↓↓↓
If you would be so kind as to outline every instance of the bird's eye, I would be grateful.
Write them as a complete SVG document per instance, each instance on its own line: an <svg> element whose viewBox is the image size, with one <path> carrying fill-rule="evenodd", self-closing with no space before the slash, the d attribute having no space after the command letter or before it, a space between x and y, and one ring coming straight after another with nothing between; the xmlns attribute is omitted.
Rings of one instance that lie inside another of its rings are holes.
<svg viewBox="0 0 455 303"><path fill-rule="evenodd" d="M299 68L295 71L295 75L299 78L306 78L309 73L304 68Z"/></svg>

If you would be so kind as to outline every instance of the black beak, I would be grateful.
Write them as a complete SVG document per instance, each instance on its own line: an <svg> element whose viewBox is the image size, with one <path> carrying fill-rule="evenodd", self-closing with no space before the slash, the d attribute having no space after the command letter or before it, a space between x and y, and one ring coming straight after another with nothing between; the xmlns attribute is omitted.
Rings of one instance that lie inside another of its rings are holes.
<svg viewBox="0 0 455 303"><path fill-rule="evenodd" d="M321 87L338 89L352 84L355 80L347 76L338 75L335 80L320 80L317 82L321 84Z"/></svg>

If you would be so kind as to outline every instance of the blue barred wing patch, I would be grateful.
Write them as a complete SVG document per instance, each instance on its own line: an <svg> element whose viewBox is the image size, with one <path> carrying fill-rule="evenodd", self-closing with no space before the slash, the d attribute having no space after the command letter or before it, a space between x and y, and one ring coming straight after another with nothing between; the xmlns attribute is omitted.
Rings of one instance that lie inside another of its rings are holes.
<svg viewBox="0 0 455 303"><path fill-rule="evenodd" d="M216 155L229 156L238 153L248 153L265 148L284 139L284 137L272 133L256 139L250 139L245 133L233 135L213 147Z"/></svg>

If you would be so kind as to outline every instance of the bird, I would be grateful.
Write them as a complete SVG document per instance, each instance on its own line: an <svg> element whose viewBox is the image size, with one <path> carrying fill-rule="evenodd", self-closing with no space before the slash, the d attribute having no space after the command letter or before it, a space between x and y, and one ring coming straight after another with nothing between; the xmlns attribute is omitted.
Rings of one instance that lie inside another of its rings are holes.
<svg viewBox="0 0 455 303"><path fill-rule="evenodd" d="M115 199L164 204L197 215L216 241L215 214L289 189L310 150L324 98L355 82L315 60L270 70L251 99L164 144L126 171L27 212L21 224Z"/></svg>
↑↑↑
Written instruction
Arrange every line of the items above as a JSON list of strings, one string per line, leaving out blank lines.

Answer for the task
[
  "If you would be so kind as to outline every instance of the bird's eye, I would be grateful.",
  "Write them as a complete SVG document per instance, each instance on its own line: an <svg> element whose viewBox is the image size, with one <path> carrying fill-rule=\"evenodd\", self-closing with no space before the slash, the d attribute having no space after the command letter or before it, a space between x and y, and one ring coming straight after another with nothing between; the xmlns attribute is omitted.",
  "Rings of one instance that lie inside another of its rings are holes.",
  "<svg viewBox=\"0 0 455 303\"><path fill-rule=\"evenodd\" d=\"M299 68L295 71L295 75L299 78L306 78L309 73L304 68Z\"/></svg>",
  "If you would be so kind as to outline every instance of the black beak, I would be grateful.",
  "Write them as a complete SVG document per instance, each instance on its own line: an <svg> element whose viewBox is the image size, with one <path> carrying fill-rule=\"evenodd\", self-closing with no space before the slash, the d attribute having no space after the command letter or before it, a space between x and y, and one ring coming straight after another with nothing between; the xmlns attribute is omitted.",
  "Rings of one instance that lie inside another of its rings are holes.",
  "<svg viewBox=\"0 0 455 303\"><path fill-rule=\"evenodd\" d=\"M321 87L338 89L352 84L355 80L347 76L338 75L335 80L320 80L317 82L321 84Z\"/></svg>",
  "If you would be so kind as to outline every instance of the blue barred wing patch, I would be grateful.",
  "Write them as a complete SVG document per instance, each instance on its own line: an <svg> element whose viewBox is the image size, with one <path> carrying fill-rule=\"evenodd\", self-closing with no space before the slash, the d attribute having no space after the command letter or before it, a space between x and y, and one ring coming straight after another with nothing between; the xmlns attribute is omitted.",
  "Rings of one instance that lie inside another of its rings are holes.",
  "<svg viewBox=\"0 0 455 303\"><path fill-rule=\"evenodd\" d=\"M216 155L229 156L238 153L248 153L265 148L284 139L284 137L272 133L256 139L250 139L245 133L233 135L213 147Z\"/></svg>",
  "If you would be so kind as to outline every instance of the bird, I would be grateful.",
  "Write them as a complete SVG document per instance, each instance on its own line: an <svg> element whose viewBox is the image size, with one <path> carrying fill-rule=\"evenodd\", self-closing with no space before the slash, the d attribute having no space after the command letter or before it, a space between x and y, and one ring coming straight after another with nothing between; the xmlns attribute is omitted.",
  "Rings of one instance that lie inside another of its rings are holes.",
  "<svg viewBox=\"0 0 455 303\"><path fill-rule=\"evenodd\" d=\"M115 199L164 204L197 215L216 241L215 214L289 189L310 150L324 98L355 82L315 60L270 70L251 99L164 144L126 171L27 212L21 224Z\"/></svg>"
]